**EJERCICIOS PARA RESOLVER**:
(a) Transcribe sin cambios el pasaje del texto sobre el golpe de 1976 que empieza en las palabras "Los visitantes se" y termina después de "razón a Chiche.".
(b) Continúa el texto sobre el golpe de 1976 a partir de su última oración.

**PÁGINA**:
.....
«Tenemos milicos para siete años»

Dónde estaban Néstor y Cristina la noche del golpe de 1976. Sus relaciones y sus movimientos en la hora más oscura.*

Los visitantes se quedaban en la quinta entre tres y cinco días, y rotaban. Lupín y Cristina no llegaron a instalarse, aunque una buena parte de ese verano se pasaron allí días enteros y corridos. Evaluaban con Carlos Labolita** y Gladys qué hacer. Ellos no querían saber nada con regresar a la casa de City Bell.

—Imposible, viejo, la casa está marcada. Hay que irse de ahí —dijo Carlos.

A mediados de febrero hubo un operativo muy grande a una cuadra del lugar. Las fuerzas policiales levantaron una vivienda donde se guarecían unos militantes de la Tendencia, y fue lo que necesitaban para darle la razón a Chiche.

Después de buscar por toda la ciudad, encontraron un lugar en una pensión de calle 10, pasando avenida 60, cerca del Distrito Militar de La Plata. Era un departamento viejo con dos habitaciones pequeñas, un baño, una cocinita y una sala minúscula. Una pocilga. Los muebles, de una antigüedad imposible de determinar, estaban gastados y rotos, las paredes llenas de humedad y mugre acumulada. Era un desastre. Cristina, acostumbrada a vivir en ámbitos más acomodados, no encontraba consuelo. Gladys, una chica de pueblo habituada a adaptarse a condiciones desfavorables, se manejaba con menos problemas.

Pero los cuatro trataban de disimular y pasarla lo mejor posible.

Para despejarse un poco, el fin de semana que comenzaba el viernes 12 de marzo fueron a Las Flores. No era la primera vez que lo hacían. Pensaban que en la tranquilidad del pueblo no tenían nada que temer. No era tan así. Carlos Labolita era objeto de todo tipo de habladurías. Le adjudicaban hasta la toma del Regimiento de Azul, de 1974.
.....
**INFORMACIÓN PROPORCIONADA**:
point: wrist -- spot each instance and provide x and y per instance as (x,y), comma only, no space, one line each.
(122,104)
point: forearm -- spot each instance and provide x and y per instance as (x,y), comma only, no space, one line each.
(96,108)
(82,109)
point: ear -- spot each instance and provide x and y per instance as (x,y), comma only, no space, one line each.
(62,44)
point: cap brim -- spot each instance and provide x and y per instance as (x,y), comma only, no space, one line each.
.....
**RESPUESTAS ESCRITAS**:
(a)
Los visitantes se quedaban en la quinta entre tres y cinco días, y rotaban. Lupín y Cristina no llegaron a instalarse, aunque una buena parte de ese verano se pasaron allí días enteros y corridos. Evaluaban con Carlos Labolita** y Gladys qué hacer. Ellos no querían saber nada con regresar a la casa de City Bell.

—Imposible, viejo, la casa está marcada. Hay que irse de ahí —dijo Carlos.

A mediados de febrero hubo un operativo muy grande a una cuadra del lugar. Las fuerzas policiales levantaron una vivienda donde se guarecían unos militantes de la Tendencia, y fue lo que necesitaban para darle la razón a Chiche.

(b)
Como en las otras oportunidades, Cristina y Lupín durmieron en la casa de la calle Moreno al 600, donde vivían la mamá y la abuela de Gladys. El sábado comieron con ellas y el domingo con los padres de Chiche, Rosa Banegas y Carlos Orlando. Labolita padre era docente de psicología y filosofía, con ideas socialistas, fundador de la filial del gremio de maestros, CTERA, en Las Flores y con una larga experiencia como obrero ferroviario. En esos días había montado un pequeño negocio de máquinas de escribir.

Volver a la pensión de La Plata fue un cachetazo. El ambiente lóbrego no ayudaba a levantar el estado de ánimo, mientras que el país contemplaba las últimas horas de un gobierno que se caía a pedazos. Los habitantes de la pensión de calle 10 vivían con la permanente angustia de lo que parecía inexorable. Ni siquiera habían desarmado los bolsos, por si acaso hubiese que salir disparando.

El golpe de Estado de las Fuerzas Armadas era cuestión de horas. El plazo de tres meses que le había dado al Gobierno el Comandante en Jefe del Ejército, general Jorge Rafael Videla, en un mensaje público, se cumplía sin cambios. Todos los que tenían una mínima inserción en la política sabían lo que estaba por pasar. Los Montoneros también. El 15 de marzo habían intentado matar a Videla mediante la colocación de una bomba en el edificio Libertador, pero sin éxito.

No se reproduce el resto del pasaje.